(Dataset rows)
──────────
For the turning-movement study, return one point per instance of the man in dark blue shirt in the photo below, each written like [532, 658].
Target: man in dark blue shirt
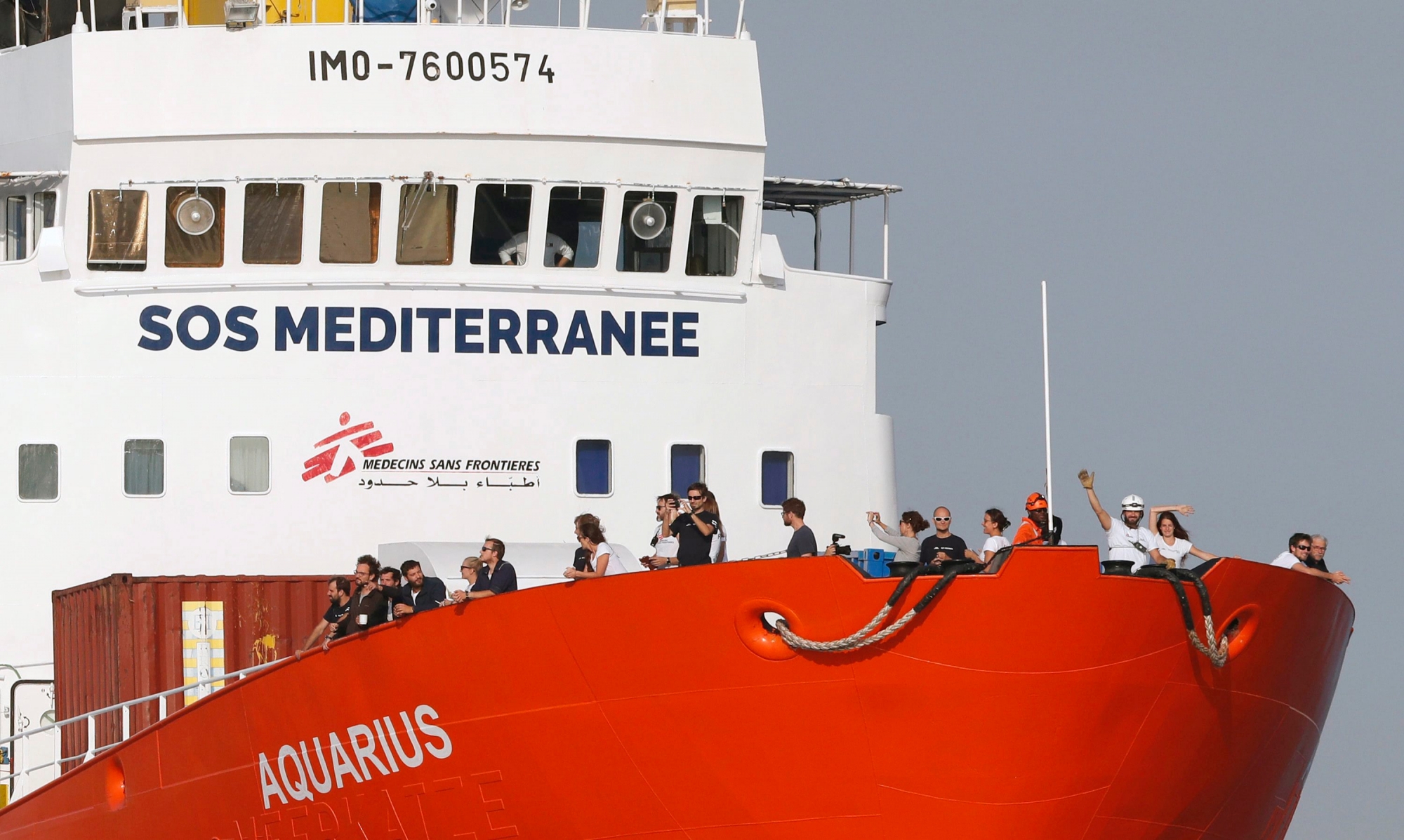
[420, 593]
[499, 573]
[693, 524]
──────────
**Your goal**
Format every line of the data above as a Markdown table with two columns, Row and Line, numbering each line and skipping any blank ones. Leave the pictures out.

**Result of the exercise**
| Row | Line |
|---|---|
| 1 | For the turning-movement study, return one point per instance of the man in dark blue shirt in the photo below, each written like [532, 658]. |
| 2 | Target: man in dark blue shirt |
| 3 | [420, 593] |
| 4 | [499, 573] |
| 5 | [693, 524] |